====== RECORD EXTRACTS ======

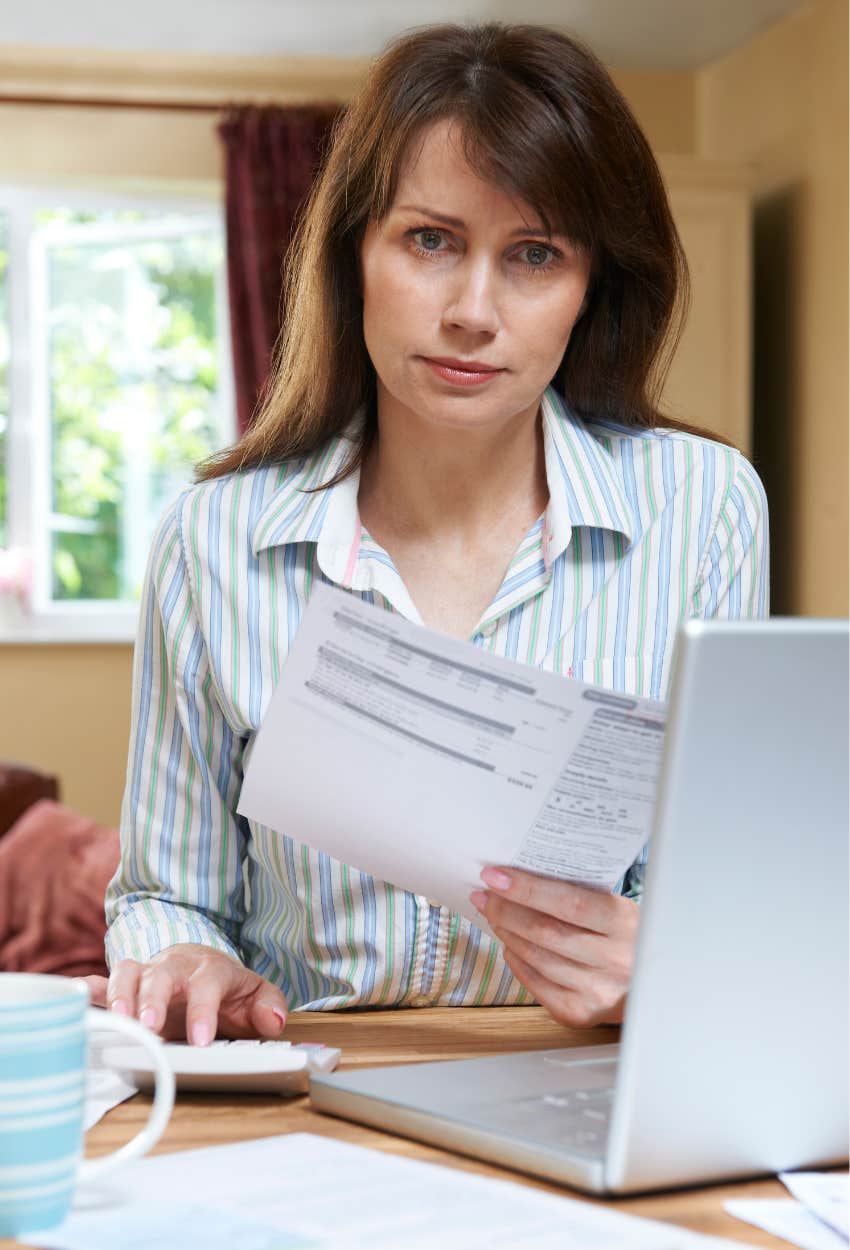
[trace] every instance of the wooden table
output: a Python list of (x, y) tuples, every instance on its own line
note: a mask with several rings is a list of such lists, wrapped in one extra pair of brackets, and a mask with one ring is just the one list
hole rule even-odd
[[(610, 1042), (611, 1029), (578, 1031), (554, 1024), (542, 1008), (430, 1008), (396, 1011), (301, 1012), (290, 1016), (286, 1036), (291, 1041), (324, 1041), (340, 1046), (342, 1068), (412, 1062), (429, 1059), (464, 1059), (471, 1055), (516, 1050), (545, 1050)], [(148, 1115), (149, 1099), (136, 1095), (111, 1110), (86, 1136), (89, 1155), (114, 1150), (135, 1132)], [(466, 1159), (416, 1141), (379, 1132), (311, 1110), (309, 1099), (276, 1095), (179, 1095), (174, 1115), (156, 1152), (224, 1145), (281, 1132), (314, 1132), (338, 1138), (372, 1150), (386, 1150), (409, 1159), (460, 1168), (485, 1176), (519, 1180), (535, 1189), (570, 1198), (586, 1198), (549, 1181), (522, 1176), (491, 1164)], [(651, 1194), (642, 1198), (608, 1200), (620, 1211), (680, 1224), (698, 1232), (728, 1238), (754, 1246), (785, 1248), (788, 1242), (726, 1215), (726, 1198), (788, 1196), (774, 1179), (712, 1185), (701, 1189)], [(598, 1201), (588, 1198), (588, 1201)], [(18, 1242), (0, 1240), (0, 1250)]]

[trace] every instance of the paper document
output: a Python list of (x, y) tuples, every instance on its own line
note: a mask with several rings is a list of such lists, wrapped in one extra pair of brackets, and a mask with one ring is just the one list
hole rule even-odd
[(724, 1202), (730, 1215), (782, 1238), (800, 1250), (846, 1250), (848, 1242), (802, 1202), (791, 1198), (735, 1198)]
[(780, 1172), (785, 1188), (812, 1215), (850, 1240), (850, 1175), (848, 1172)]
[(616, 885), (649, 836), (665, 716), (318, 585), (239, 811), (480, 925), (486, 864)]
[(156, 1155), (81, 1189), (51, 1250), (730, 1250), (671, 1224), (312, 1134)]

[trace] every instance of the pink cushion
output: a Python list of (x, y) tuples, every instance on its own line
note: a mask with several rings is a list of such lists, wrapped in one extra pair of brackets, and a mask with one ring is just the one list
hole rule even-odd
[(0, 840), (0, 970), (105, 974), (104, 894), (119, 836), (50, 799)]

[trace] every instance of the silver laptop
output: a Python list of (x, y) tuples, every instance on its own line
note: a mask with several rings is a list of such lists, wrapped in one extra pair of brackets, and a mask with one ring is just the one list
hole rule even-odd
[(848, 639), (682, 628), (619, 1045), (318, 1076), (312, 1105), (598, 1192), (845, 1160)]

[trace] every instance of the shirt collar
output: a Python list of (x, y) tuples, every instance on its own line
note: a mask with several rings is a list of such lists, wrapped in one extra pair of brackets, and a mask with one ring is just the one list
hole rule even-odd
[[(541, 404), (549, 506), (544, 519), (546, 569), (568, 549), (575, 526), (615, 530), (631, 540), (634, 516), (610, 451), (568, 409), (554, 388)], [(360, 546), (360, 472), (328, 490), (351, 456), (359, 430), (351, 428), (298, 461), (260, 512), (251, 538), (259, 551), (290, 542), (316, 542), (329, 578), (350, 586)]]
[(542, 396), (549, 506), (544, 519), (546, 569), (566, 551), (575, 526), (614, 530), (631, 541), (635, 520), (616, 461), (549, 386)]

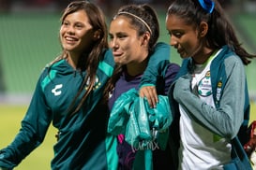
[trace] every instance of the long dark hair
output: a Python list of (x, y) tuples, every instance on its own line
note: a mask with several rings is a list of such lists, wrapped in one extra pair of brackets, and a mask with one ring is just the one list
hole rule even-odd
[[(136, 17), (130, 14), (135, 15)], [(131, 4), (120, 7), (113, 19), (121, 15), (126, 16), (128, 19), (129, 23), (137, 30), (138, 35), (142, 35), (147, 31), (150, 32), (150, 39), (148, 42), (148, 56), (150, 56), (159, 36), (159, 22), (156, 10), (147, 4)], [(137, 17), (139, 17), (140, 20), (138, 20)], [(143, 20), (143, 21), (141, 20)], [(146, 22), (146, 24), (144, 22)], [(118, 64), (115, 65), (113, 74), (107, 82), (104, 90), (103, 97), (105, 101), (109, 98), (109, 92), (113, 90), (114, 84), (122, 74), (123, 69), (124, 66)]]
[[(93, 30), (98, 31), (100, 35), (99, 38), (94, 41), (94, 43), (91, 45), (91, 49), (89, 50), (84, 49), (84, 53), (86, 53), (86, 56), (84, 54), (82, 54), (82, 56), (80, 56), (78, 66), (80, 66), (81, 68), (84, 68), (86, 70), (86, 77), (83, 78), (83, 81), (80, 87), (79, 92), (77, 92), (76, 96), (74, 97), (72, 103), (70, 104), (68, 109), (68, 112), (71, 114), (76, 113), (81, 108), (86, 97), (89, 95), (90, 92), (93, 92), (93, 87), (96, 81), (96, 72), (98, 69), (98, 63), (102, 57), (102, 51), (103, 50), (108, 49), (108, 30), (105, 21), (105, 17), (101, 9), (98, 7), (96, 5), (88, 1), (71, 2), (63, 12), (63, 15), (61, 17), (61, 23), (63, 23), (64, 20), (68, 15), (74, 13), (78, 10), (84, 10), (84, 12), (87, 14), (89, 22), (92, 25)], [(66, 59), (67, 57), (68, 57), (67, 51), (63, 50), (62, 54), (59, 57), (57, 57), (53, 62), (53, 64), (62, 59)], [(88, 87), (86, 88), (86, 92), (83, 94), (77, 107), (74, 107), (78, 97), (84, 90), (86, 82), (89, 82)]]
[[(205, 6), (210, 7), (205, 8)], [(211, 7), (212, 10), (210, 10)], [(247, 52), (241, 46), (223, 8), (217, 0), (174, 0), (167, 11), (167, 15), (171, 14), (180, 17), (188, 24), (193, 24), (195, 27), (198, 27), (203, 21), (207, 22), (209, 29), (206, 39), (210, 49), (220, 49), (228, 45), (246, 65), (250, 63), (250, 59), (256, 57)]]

======
====== RECORD EXTRACTS ======

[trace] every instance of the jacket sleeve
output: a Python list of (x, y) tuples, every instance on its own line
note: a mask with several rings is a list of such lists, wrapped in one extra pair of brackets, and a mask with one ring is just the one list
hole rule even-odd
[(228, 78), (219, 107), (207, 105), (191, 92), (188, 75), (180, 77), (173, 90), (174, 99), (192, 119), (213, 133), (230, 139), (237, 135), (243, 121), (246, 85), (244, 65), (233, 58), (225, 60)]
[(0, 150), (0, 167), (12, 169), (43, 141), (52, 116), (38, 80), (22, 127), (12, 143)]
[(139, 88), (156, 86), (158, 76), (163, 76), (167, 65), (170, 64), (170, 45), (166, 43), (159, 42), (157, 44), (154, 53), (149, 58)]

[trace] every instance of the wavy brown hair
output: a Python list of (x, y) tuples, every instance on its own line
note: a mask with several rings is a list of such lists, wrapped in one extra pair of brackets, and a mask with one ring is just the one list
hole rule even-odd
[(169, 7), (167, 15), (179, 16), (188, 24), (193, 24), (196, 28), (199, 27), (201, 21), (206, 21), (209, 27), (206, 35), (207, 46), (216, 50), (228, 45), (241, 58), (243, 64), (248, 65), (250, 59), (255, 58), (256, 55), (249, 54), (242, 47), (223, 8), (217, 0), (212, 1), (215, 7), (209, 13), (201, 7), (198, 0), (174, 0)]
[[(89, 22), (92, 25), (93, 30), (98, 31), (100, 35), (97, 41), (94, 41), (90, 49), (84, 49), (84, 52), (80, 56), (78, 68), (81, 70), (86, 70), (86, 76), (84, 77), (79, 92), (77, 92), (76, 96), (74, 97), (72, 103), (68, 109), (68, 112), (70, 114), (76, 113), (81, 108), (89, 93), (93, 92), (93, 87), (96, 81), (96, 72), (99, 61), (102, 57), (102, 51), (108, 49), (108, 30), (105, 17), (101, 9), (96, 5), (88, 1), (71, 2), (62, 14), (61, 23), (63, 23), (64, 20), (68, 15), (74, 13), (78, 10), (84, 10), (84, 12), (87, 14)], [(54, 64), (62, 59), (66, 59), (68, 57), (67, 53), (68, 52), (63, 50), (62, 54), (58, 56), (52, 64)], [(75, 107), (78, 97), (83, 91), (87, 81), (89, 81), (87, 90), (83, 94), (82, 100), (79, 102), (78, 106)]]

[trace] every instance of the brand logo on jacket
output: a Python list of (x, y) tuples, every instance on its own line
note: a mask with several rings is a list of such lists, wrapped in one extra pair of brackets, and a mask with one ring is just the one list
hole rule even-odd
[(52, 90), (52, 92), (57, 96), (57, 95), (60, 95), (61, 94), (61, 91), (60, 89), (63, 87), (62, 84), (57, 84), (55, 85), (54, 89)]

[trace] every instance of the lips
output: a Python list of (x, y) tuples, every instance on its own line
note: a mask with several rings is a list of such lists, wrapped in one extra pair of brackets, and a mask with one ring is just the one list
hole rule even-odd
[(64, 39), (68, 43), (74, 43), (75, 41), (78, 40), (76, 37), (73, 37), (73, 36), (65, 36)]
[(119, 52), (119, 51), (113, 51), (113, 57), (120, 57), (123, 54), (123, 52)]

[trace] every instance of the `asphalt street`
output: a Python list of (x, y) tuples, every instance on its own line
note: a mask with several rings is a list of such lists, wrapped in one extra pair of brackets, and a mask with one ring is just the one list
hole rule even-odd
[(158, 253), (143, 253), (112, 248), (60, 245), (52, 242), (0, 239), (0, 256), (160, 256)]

======
====== RECORD EXTRACTS ======

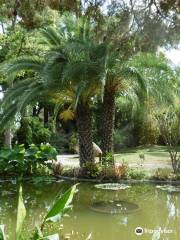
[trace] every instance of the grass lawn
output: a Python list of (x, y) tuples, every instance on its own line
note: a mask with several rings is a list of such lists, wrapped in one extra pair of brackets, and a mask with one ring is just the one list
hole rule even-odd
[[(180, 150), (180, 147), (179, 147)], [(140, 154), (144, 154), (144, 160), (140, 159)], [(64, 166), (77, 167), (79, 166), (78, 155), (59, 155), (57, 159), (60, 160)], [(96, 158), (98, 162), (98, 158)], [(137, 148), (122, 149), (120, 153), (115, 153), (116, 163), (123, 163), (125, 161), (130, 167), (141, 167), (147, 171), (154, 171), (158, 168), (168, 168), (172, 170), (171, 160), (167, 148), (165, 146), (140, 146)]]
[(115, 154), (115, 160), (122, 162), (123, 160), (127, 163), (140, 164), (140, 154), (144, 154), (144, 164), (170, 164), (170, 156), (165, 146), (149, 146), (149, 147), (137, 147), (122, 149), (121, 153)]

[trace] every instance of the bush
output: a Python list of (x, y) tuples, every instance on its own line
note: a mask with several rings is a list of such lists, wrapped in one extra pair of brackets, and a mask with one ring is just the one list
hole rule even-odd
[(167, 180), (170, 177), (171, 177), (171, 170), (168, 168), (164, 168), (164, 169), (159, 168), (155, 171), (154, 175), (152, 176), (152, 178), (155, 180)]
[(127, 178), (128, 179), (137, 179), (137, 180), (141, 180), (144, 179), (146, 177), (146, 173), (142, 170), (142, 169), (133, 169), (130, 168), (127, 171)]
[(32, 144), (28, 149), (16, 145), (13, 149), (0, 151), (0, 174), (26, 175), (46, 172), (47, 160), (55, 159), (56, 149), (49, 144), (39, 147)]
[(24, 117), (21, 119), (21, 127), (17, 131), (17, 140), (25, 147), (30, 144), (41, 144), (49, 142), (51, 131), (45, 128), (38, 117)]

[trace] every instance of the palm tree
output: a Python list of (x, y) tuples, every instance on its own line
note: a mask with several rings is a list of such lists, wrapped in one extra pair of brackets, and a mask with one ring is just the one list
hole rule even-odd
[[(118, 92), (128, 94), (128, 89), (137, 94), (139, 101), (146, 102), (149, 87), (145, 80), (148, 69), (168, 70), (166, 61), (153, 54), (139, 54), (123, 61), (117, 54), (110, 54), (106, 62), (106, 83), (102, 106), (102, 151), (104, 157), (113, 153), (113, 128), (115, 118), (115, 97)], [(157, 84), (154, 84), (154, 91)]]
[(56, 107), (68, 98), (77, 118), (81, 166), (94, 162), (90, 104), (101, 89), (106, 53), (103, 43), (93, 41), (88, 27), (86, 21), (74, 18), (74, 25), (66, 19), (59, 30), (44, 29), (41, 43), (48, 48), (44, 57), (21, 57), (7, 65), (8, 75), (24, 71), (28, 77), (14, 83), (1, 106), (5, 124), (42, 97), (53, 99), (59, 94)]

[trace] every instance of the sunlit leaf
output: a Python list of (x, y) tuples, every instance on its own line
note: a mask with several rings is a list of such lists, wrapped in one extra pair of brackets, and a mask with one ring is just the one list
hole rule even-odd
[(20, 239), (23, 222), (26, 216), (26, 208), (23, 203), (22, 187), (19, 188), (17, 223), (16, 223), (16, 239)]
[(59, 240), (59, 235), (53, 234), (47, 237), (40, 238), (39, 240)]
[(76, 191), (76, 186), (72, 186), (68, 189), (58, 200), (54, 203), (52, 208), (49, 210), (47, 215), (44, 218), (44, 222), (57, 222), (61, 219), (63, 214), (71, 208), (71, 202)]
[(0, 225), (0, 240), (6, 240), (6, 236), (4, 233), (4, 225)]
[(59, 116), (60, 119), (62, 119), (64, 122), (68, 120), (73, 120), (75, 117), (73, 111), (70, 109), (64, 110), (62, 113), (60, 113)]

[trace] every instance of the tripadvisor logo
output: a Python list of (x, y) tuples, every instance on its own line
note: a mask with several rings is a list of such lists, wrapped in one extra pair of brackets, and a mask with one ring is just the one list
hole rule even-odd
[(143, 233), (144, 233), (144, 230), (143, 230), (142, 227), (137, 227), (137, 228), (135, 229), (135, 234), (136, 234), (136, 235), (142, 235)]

======

YOUR GOAL → Locate every line of the records above that contains the word "logo" and copy each one out, treating uppercase and lowercase as different.

EXPECTED ANSWER →
[trace] every instance of the brand logo on jacket
[trace] every instance of the tripadvisor logo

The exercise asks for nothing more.